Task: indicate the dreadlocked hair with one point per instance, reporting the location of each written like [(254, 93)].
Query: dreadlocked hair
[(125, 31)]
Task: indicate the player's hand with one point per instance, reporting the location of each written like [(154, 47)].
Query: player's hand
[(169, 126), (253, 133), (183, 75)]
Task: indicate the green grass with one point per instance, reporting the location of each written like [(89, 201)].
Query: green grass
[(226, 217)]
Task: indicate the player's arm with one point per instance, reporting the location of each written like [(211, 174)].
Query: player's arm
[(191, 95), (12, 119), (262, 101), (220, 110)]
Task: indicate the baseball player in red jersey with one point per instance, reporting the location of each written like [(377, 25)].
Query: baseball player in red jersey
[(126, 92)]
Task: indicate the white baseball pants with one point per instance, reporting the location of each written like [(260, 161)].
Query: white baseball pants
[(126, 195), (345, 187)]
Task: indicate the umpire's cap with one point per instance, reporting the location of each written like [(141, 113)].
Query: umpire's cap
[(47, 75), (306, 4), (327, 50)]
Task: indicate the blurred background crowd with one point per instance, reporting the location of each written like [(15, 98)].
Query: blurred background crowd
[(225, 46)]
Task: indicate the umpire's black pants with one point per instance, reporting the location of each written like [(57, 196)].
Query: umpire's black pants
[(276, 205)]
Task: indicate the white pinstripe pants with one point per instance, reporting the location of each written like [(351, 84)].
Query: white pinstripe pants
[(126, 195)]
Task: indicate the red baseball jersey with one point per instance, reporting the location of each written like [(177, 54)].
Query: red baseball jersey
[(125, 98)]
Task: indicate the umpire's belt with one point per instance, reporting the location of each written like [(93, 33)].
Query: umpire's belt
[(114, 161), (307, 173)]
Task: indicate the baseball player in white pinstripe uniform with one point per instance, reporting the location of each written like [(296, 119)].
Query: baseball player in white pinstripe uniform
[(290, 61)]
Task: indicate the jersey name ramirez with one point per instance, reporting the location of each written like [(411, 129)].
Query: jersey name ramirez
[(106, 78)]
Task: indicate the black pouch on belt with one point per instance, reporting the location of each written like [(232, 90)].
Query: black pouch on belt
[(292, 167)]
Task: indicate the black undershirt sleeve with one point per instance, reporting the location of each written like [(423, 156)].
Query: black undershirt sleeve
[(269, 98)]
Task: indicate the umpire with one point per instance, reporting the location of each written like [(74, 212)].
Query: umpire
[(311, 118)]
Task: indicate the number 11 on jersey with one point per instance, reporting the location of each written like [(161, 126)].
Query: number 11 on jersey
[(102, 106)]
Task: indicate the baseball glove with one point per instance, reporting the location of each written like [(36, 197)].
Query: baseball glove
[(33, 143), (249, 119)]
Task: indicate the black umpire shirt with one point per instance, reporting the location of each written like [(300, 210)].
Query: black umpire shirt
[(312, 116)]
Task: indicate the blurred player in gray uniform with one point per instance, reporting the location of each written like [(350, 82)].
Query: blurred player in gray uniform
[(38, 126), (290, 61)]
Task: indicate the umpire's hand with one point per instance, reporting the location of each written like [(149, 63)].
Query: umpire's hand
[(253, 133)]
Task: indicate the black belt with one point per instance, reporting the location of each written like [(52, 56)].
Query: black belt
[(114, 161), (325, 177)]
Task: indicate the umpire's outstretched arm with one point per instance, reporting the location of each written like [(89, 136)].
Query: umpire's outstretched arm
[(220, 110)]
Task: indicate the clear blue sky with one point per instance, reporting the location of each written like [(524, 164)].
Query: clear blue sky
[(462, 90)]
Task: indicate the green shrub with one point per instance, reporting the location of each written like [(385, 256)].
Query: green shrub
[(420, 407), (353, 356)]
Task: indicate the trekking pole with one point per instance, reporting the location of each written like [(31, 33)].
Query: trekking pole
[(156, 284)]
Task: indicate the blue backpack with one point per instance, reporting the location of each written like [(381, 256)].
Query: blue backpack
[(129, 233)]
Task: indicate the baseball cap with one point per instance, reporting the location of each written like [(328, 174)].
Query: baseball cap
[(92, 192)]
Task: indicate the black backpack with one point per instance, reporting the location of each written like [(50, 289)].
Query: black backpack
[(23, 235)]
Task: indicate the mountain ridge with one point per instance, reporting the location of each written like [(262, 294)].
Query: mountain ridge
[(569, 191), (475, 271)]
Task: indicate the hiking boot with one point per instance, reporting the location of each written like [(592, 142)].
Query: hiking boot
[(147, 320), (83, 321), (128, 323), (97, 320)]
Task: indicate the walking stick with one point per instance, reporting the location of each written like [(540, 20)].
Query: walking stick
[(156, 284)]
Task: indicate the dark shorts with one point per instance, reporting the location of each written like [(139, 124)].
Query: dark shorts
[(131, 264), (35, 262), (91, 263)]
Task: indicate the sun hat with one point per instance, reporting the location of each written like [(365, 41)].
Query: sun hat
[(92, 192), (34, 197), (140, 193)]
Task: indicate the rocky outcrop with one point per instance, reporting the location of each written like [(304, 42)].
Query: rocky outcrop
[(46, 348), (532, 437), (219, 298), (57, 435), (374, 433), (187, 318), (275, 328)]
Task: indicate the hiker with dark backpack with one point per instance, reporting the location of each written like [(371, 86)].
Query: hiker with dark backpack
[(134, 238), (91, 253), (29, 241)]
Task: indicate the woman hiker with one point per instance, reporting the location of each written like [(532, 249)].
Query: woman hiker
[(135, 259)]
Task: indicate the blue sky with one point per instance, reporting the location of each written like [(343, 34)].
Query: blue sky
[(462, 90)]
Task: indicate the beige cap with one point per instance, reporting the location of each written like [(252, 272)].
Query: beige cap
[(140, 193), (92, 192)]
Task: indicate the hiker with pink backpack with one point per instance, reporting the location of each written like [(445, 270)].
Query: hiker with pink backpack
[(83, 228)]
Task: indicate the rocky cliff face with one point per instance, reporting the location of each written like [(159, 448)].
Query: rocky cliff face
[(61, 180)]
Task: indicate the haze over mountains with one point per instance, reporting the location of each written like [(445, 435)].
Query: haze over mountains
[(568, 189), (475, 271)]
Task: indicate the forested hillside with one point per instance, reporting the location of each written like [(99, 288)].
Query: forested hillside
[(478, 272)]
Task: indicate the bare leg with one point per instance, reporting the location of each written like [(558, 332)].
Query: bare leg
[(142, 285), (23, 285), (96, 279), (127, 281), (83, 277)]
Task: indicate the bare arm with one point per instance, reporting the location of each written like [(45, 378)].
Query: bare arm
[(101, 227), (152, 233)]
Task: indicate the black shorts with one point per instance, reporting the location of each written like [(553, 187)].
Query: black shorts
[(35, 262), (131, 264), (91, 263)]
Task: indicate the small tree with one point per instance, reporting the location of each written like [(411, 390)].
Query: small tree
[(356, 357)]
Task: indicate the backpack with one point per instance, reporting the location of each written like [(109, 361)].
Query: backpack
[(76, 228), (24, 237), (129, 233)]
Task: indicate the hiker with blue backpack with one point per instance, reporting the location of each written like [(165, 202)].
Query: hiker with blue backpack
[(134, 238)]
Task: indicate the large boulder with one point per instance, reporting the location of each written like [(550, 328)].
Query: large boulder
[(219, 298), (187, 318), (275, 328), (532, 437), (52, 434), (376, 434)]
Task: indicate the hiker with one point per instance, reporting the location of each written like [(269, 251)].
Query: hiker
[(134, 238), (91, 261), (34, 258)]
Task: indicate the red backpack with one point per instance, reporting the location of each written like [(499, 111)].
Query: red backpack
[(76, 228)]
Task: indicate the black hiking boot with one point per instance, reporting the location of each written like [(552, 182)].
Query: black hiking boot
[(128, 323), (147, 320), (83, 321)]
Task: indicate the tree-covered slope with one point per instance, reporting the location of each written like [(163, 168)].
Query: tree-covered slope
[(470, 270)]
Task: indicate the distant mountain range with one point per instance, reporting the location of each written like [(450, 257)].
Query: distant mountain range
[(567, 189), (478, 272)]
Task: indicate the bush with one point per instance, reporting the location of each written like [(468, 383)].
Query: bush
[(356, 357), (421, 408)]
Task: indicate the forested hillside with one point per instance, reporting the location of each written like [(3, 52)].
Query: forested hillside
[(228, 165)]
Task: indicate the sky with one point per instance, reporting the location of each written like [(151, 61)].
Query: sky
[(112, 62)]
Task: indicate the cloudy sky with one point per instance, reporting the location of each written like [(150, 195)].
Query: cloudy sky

☆ ☆ ☆ ☆ ☆

▶ To do
Rewrite the material starting at the line containing "Task: indicate the sun" and ending at the line containing "318), (275, 328)]". Switch "rocky outcrop" to "stone ledge" and leave everything else unchanged.

▶ Complete answer
Task: indicate the sun hat with one point per instance, reporting the location of each written like [(365, 41)].
Query: sun hat
[(92, 192), (34, 197), (140, 193)]
Task: indicate the stone ledge with one point per instance, reporting the location of each written like [(304, 42)].
Query: stone ledge
[(46, 348), (532, 437), (219, 298), (57, 435), (374, 433), (187, 318), (275, 328)]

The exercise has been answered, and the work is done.